▶ **Your task**
Count the lines in the material that contain the word "navy". Reply with the number alone.

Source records

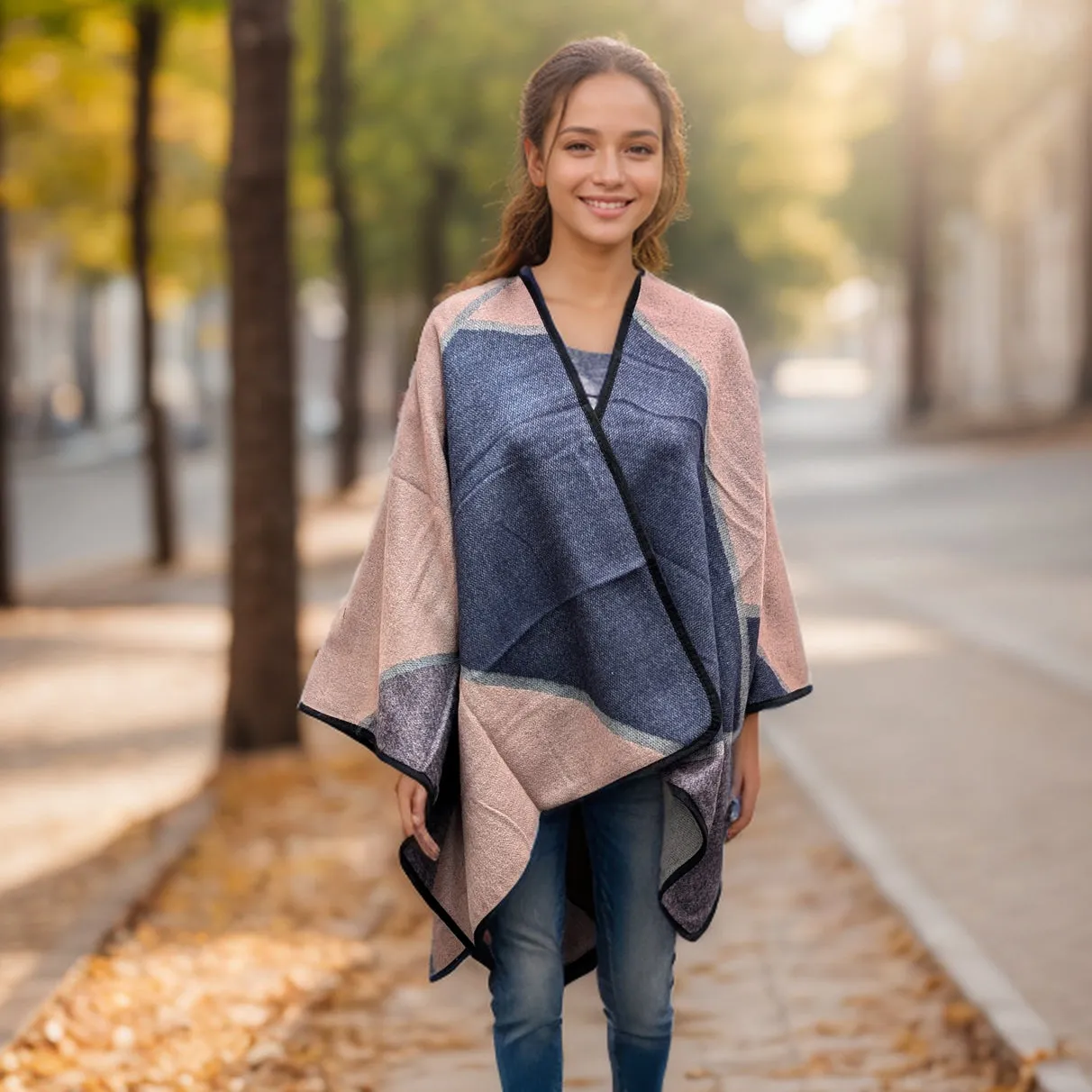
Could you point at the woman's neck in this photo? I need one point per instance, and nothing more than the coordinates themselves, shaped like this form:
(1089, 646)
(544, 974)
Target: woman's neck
(596, 278)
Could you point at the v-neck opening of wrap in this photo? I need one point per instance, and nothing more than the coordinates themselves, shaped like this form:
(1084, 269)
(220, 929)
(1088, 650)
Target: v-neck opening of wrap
(528, 277)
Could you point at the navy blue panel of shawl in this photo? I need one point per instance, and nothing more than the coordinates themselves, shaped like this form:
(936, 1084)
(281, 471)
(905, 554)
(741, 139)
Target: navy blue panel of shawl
(655, 423)
(551, 575)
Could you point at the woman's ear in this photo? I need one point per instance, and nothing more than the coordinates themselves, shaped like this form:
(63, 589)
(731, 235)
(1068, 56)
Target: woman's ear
(536, 169)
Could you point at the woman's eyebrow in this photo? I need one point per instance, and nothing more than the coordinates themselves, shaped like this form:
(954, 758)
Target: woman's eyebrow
(594, 132)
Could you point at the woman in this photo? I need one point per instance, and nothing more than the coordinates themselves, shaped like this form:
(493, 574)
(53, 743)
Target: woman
(575, 604)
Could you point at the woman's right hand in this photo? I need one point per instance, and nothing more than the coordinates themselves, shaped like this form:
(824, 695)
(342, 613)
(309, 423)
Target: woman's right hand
(412, 796)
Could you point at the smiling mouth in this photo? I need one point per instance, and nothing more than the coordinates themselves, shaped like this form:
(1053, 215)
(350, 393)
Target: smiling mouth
(607, 202)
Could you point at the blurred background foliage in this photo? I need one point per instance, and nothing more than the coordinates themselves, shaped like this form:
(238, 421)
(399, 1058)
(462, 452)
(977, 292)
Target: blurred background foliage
(774, 139)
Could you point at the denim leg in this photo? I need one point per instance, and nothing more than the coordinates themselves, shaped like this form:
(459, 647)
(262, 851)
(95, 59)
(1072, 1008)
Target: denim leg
(526, 980)
(635, 939)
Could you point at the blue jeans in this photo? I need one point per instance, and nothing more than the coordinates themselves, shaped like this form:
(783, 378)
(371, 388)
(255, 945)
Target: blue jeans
(635, 942)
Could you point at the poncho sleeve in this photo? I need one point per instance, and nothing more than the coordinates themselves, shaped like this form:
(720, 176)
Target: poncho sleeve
(779, 670)
(387, 671)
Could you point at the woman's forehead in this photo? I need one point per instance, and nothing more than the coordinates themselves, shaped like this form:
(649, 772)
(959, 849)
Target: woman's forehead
(611, 103)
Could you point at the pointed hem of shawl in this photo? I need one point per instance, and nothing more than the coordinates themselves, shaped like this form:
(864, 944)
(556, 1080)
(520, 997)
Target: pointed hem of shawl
(478, 949)
(362, 735)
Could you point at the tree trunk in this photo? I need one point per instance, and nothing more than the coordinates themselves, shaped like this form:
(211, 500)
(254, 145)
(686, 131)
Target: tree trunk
(920, 370)
(6, 583)
(333, 96)
(263, 687)
(148, 22)
(1085, 380)
(432, 261)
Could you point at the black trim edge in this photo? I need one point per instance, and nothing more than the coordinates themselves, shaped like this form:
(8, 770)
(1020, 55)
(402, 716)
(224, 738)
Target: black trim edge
(367, 738)
(782, 700)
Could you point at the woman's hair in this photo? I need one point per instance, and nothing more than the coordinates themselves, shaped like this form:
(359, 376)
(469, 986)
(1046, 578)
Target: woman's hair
(525, 223)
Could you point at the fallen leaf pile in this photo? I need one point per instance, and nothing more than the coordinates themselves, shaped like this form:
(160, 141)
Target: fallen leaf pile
(287, 951)
(278, 953)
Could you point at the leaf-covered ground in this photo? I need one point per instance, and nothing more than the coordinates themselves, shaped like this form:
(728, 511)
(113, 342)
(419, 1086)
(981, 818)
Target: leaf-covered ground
(287, 951)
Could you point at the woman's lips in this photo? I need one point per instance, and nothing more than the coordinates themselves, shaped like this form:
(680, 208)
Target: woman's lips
(607, 207)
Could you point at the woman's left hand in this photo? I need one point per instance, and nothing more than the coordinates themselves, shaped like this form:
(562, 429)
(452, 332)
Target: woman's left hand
(745, 773)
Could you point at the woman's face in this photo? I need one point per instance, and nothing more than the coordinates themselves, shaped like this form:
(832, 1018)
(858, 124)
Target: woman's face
(606, 168)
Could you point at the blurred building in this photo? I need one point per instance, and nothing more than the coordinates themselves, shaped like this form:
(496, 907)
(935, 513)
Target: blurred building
(1009, 317)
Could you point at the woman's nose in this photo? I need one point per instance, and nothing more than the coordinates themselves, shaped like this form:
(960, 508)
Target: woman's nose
(608, 168)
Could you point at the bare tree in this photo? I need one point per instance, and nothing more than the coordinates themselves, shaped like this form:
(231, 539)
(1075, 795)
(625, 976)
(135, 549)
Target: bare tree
(6, 585)
(432, 271)
(263, 660)
(148, 23)
(916, 116)
(333, 101)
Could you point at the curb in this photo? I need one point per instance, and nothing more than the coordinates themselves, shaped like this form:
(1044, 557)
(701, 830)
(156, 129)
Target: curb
(1023, 1031)
(175, 830)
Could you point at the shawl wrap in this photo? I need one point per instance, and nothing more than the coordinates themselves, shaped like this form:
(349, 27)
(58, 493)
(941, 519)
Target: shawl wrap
(556, 596)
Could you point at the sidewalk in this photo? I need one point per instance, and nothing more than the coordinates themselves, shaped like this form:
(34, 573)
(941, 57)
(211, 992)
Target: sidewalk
(287, 952)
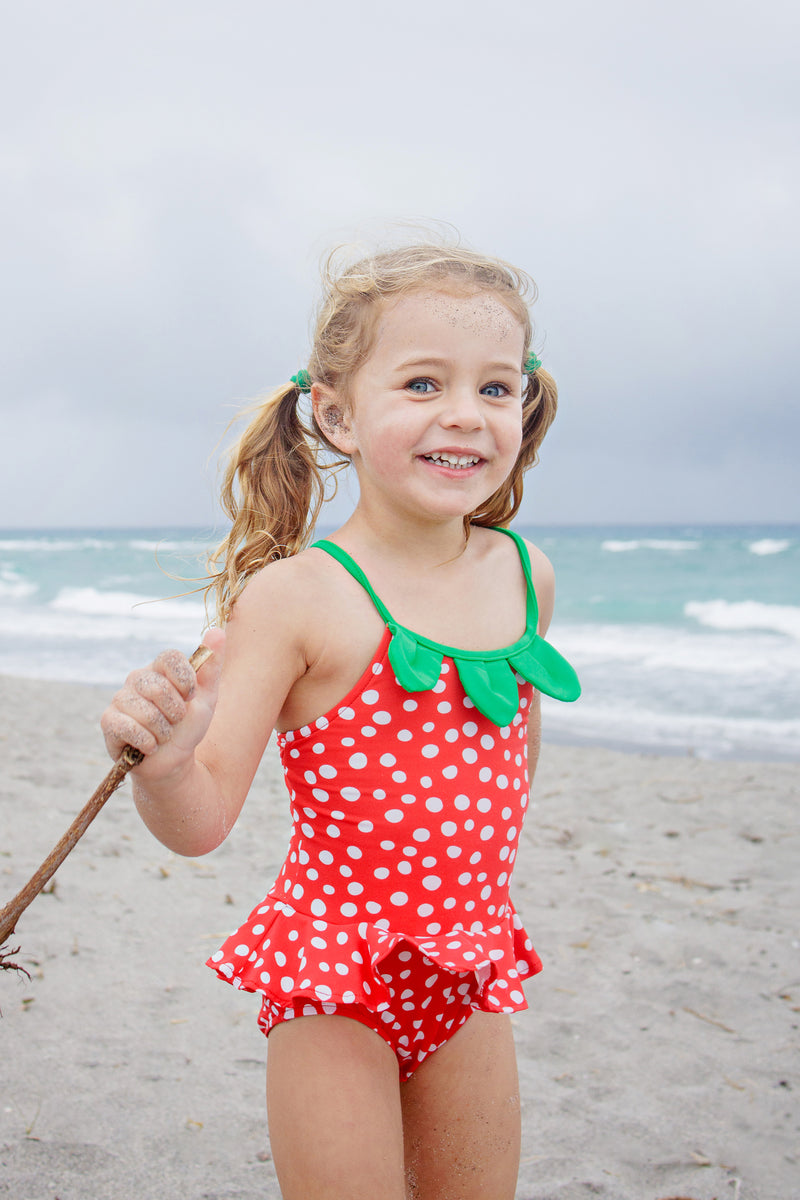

▶ **Output for this exercise**
2